Write out every one of the rows below line for line, without changing a single character.

───── ENTRIES PROVIDED ─────

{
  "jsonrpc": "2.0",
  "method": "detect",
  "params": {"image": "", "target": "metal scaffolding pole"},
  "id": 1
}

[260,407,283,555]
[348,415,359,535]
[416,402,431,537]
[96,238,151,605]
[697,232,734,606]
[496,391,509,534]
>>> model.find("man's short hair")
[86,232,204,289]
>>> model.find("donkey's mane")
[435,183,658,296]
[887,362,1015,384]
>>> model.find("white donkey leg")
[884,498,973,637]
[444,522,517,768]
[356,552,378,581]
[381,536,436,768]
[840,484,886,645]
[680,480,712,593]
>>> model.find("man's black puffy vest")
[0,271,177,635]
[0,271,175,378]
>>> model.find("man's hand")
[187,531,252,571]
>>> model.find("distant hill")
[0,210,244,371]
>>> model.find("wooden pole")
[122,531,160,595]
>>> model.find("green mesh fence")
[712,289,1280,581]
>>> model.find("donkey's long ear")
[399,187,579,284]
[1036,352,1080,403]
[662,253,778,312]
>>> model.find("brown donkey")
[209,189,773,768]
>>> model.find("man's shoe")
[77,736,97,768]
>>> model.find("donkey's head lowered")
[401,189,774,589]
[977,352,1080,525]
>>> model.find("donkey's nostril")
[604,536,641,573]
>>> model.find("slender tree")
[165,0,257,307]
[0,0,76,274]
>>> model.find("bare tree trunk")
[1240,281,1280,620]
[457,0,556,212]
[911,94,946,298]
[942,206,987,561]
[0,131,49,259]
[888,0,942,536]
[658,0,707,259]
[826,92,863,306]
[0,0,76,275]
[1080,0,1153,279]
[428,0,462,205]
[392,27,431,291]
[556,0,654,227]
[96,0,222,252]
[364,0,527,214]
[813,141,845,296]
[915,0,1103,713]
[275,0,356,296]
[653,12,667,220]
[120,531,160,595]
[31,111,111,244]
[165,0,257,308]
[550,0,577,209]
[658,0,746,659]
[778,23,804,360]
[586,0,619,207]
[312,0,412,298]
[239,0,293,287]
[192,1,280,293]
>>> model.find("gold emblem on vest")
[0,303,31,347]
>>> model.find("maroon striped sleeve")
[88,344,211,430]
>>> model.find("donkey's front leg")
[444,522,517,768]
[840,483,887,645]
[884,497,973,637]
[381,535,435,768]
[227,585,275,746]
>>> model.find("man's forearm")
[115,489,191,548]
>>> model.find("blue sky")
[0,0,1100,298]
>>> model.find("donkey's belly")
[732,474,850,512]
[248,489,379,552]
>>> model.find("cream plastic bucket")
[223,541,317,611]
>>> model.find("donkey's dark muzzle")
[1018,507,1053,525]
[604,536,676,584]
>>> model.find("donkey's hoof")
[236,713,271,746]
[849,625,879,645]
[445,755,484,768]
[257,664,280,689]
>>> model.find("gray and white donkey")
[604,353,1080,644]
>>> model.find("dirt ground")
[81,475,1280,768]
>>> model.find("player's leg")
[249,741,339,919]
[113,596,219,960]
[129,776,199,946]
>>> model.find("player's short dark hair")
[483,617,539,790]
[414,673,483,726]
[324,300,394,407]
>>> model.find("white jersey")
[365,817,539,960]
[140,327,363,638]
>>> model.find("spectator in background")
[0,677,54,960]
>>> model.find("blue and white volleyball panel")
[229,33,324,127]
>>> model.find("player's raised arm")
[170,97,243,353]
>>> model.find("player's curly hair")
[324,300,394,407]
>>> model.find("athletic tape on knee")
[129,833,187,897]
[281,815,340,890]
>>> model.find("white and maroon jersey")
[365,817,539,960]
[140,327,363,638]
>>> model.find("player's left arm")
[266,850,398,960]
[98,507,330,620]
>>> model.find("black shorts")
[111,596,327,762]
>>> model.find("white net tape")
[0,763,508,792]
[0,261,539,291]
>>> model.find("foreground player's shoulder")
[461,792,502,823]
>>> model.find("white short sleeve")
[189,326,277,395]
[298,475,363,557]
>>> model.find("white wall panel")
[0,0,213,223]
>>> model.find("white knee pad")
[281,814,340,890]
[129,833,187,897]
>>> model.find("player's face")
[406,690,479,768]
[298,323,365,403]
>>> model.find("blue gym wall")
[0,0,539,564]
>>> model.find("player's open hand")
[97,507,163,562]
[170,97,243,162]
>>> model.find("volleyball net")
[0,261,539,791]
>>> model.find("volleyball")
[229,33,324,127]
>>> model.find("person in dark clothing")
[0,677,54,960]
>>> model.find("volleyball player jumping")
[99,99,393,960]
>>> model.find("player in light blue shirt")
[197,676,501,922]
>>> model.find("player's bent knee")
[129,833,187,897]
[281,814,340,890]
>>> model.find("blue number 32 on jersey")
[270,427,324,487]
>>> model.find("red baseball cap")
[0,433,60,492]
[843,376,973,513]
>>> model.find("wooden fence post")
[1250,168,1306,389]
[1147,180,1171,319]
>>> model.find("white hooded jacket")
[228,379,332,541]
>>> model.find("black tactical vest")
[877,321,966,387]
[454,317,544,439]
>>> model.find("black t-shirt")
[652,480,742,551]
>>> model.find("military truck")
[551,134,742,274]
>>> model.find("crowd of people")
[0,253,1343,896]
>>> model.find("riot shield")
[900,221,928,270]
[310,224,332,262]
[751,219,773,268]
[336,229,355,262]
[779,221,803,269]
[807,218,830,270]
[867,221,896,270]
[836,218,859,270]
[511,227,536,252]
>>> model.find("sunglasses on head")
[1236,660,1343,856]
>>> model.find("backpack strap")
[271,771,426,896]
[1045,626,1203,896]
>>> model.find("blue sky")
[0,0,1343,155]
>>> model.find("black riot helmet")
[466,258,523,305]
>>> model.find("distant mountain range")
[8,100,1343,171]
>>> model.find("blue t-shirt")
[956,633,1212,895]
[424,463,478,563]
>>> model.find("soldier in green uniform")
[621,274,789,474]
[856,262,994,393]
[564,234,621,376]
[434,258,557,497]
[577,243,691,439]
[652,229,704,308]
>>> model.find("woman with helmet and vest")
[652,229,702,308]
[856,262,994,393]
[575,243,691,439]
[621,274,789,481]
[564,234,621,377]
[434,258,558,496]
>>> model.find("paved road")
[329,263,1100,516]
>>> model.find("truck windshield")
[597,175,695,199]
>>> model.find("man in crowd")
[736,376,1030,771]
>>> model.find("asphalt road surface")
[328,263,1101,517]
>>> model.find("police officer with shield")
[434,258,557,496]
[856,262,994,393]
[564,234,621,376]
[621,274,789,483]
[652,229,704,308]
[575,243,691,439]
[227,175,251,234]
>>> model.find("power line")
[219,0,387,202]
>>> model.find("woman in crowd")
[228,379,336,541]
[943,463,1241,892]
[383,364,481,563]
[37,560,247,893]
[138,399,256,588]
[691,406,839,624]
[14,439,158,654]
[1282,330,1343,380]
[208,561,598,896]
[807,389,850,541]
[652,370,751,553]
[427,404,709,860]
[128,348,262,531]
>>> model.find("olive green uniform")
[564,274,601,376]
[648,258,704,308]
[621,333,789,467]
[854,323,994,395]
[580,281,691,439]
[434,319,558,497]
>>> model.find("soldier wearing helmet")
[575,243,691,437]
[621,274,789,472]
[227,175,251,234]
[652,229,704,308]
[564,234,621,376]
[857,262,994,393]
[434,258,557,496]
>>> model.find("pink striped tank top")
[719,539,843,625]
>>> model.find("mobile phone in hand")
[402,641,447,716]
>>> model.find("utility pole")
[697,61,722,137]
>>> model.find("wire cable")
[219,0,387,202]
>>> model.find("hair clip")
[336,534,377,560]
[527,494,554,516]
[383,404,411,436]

─────

-- OUTPUT OF THE TASK --
{
  "jsonrpc": "2.0",
  "method": "detect",
  "params": {"image": "", "target": "metal scaffolding pole"},
  "id": 1
}

[260,407,283,555]
[348,415,359,535]
[416,402,431,537]
[96,238,151,605]
[697,232,734,606]
[496,391,509,534]
>>> model.find("man's short hair")
[86,232,204,289]
>>> model.find("donkey's mane")
[435,183,658,296]
[887,362,1015,384]
>>> model.find("white donkey leg")
[884,498,973,637]
[444,522,517,768]
[356,552,378,581]
[381,536,436,768]
[840,484,886,645]
[680,480,712,593]
>>> model.find("man's black puffy vest")
[0,271,177,635]
[0,271,175,378]
>>> model.find("man's hand")
[187,531,252,571]
>>> model.find("distant hill")
[0,210,244,371]
>>> model.find("wooden pole")
[122,531,160,595]
>>> model.find("green mesh fence")
[712,289,1280,581]
>>> model.find("donkey's long ear")
[399,187,579,284]
[1036,352,1080,403]
[662,253,778,312]
>>> model.find("brown donkey")
[209,189,773,768]
>>> model.find("man's shoe")
[77,736,97,768]
>>> model.find("donkey's head lowered")
[401,189,774,589]
[977,352,1080,525]
>>> model.find("donkey's nostril")
[604,536,641,573]
>>> model.find("slender tree")
[165,0,257,307]
[0,0,76,274]
>>> model.find("bare tree trunk")
[1240,281,1280,620]
[457,0,556,212]
[911,94,946,298]
[942,206,987,561]
[0,131,49,259]
[888,0,942,536]
[658,0,707,259]
[826,92,863,306]
[0,0,76,275]
[1080,0,1153,279]
[428,0,462,205]
[392,27,431,291]
[556,0,654,227]
[96,0,222,252]
[364,0,527,214]
[813,141,845,296]
[915,0,1103,713]
[275,0,356,296]
[653,12,667,220]
[120,531,160,595]
[31,111,111,244]
[165,0,257,308]
[550,0,577,209]
[658,0,746,659]
[778,23,804,360]
[586,0,619,207]
[312,0,412,298]
[239,0,293,287]
[192,1,280,293]
>>> model.find("gold emblem on vest")
[0,303,31,347]
>>> model.find("maroon striped sleeve")
[88,344,211,430]
>>> model.find("donkey's front leg")
[444,522,517,768]
[840,483,887,645]
[884,497,973,637]
[381,535,435,768]
[227,585,275,746]
>>> model.find("man's forearm")
[115,489,191,548]
>>> model.find("blue sky")
[0,0,1100,298]
>>> model.find("donkey's belly")
[732,474,850,512]
[248,489,379,552]
>>> model.find("cream plastic bucket")
[223,541,317,611]
>>> model.find("donkey's dark muzzle")
[1018,507,1053,525]
[604,536,676,584]
>>> model.find("donkey's hoof")
[236,713,271,746]
[849,625,879,645]
[445,755,484,768]
[257,664,280,689]
>>> model.find("gray and white donkey")
[604,353,1080,644]
>>> model.find("dirt ground")
[81,475,1280,768]
>>> model.find("player's leg")
[249,741,339,919]
[113,596,219,960]
[129,776,199,946]
>>> model.find("player's short dark hair")
[483,617,539,790]
[414,673,483,726]
[324,300,394,407]
>>> model.find("white jersey")
[365,817,539,960]
[140,327,363,638]
>>> model.find("spectator in background")
[0,677,54,960]
>>> model.find("blue and white volleyball panel")
[229,33,324,127]
>>> model.find("player's raised arm")
[170,97,243,353]
>>> model.find("player's curly hair")
[324,300,394,407]
>>> model.find("athletic tape on knee")
[129,833,187,897]
[281,815,340,890]
>>> model.find("white and maroon jersey")
[365,817,539,960]
[140,327,363,638]
>>> model.find("player's left arm")
[266,850,398,960]
[98,507,330,620]
>>> model.find("black shorts")
[111,596,327,762]
>>> model.find("white net tape")
[0,763,508,792]
[0,261,539,291]
>>> model.find("foreground player's shoulder")
[461,792,502,823]
>>> model.find("white short sleeve")
[189,326,277,395]
[298,475,363,557]
>>> model.find("white wall panel")
[0,0,213,223]
>>> model.find("white knee pad")
[281,814,340,890]
[129,833,187,897]
>>> model.find("player's face")
[406,690,479,768]
[298,323,365,403]
>>> model.find("blue gym wall")
[0,0,539,564]
>>> model.find("player's open hand")
[97,507,163,562]
[170,97,243,162]
>>> model.find("volleyball net")
[0,261,539,791]
>>> model.find("volleyball")
[229,33,324,127]
>>> model.find("person in dark clothing")
[0,677,54,960]
>>> model.find("volleyball player jumping")
[99,99,393,960]
>>> model.find("player in light blue shirt")
[197,676,501,922]
>>> model.find("player's bent knee")
[129,833,187,897]
[281,814,340,890]
>>> model.find("blue number 32 on jersey")
[270,427,324,487]
>>> model.find("red baseball cap")
[0,433,60,492]
[843,376,973,513]
>>> model.find("wooden fence post")
[1250,168,1306,389]
[1147,180,1171,319]
>>> model.find("white hooded jacket")
[228,379,332,541]
>>> model.find("black tactical vest")
[877,321,966,387]
[454,317,544,439]
>>> model.find("black t-shirt")
[652,480,742,551]
>>> model.find("military truck")
[551,134,742,274]
>>> model.find("crowd of people")
[0,253,1343,896]
>>> model.find("riot shield")
[900,221,928,270]
[310,224,332,262]
[751,219,773,268]
[336,229,355,262]
[779,221,803,269]
[807,218,830,270]
[867,221,896,270]
[836,218,859,270]
[511,227,536,252]
>>> model.find("sunglasses on head")
[1236,660,1343,856]
>>> model.find("backpack strap")
[271,771,426,896]
[1045,626,1203,896]
>>> model.find("blue sky")
[0,0,1343,155]
>>> model.find("black riot helmet")
[466,258,523,305]
>>> model.find("distant mountain range")
[8,100,1343,171]
>>> model.find("blue t-shirt")
[956,633,1212,895]
[424,463,478,563]
>>> model.find("soldier in green uniform")
[621,274,789,474]
[856,262,994,393]
[564,234,621,376]
[434,258,557,497]
[577,243,691,439]
[652,229,704,308]
>>> model.find("woman with helmet and vest")
[652,229,702,308]
[856,262,994,393]
[575,243,691,439]
[621,274,789,481]
[564,234,621,377]
[434,258,558,496]
>>> model.find("paved road")
[329,263,1100,516]
>>> model.find("truck windshield")
[597,175,695,199]
>>> model.find("man in crowd")
[736,376,1030,771]
>>> model.find("asphalt road surface")
[328,263,1101,517]
>>> model.find("police officer with shield")
[434,258,557,496]
[856,262,994,393]
[564,234,621,376]
[621,274,789,483]
[652,229,704,308]
[575,243,691,439]
[227,175,251,234]
>>> model.find("power line")
[219,0,387,202]
>>> model.find("woman in crowd")
[228,379,336,541]
[943,463,1241,892]
[383,364,481,563]
[37,560,247,893]
[138,399,256,588]
[691,406,839,624]
[14,439,158,654]
[1282,330,1343,380]
[208,561,598,896]
[807,389,850,541]
[652,370,751,553]
[427,404,709,860]
[128,348,262,531]
>>> model.find("olive green uniform")
[564,274,601,376]
[648,258,704,308]
[621,333,789,467]
[854,323,994,395]
[580,281,691,439]
[434,319,558,497]
>>> model.find("soldier wearing helmet")
[575,243,691,437]
[621,274,789,472]
[227,175,251,234]
[652,229,704,308]
[564,234,621,376]
[857,262,994,393]
[434,258,557,496]
>>> model.find("pink striped tank top")
[719,539,843,625]
>>> model.find("mobile phone in hand")
[402,641,447,716]
>>> model.find("utility pole")
[697,61,722,137]
>>> model.find("wire cable")
[219,0,387,202]
>>> model.find("hair clip")
[336,534,377,560]
[527,494,554,516]
[383,404,411,436]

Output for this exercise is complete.